──────── Given data ────────

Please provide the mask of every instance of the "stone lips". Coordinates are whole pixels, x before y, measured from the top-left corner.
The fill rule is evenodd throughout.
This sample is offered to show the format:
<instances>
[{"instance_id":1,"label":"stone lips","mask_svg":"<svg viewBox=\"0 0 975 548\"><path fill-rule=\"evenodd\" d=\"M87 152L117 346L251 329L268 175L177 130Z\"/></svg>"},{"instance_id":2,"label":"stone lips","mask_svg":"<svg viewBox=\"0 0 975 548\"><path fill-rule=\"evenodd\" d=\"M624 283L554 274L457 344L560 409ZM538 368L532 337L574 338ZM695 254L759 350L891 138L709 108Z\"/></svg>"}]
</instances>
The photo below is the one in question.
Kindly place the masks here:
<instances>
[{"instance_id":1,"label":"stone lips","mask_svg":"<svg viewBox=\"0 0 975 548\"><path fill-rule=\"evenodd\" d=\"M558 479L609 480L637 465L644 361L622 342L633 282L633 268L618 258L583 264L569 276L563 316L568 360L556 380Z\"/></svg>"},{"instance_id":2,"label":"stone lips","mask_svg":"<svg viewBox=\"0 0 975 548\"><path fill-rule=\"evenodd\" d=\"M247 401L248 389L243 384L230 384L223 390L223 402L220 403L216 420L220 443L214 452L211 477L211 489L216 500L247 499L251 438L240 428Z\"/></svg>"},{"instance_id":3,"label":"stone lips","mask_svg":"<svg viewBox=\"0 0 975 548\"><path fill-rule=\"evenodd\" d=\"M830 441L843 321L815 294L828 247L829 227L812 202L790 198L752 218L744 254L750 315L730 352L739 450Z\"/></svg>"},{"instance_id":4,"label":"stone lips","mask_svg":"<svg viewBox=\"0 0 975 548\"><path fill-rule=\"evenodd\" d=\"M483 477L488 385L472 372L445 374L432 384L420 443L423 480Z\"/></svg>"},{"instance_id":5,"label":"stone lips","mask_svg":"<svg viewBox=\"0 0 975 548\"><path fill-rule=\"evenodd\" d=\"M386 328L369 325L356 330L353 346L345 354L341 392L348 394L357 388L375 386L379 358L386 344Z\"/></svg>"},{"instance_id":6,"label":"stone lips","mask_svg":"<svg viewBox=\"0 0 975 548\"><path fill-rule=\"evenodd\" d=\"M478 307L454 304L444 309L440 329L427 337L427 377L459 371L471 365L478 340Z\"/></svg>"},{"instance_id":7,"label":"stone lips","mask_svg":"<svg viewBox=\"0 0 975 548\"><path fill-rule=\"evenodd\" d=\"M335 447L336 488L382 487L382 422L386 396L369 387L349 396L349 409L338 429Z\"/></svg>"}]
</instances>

────────

Please tally the lines of the listing above that contain the word "rule", and reply with that number alone.

3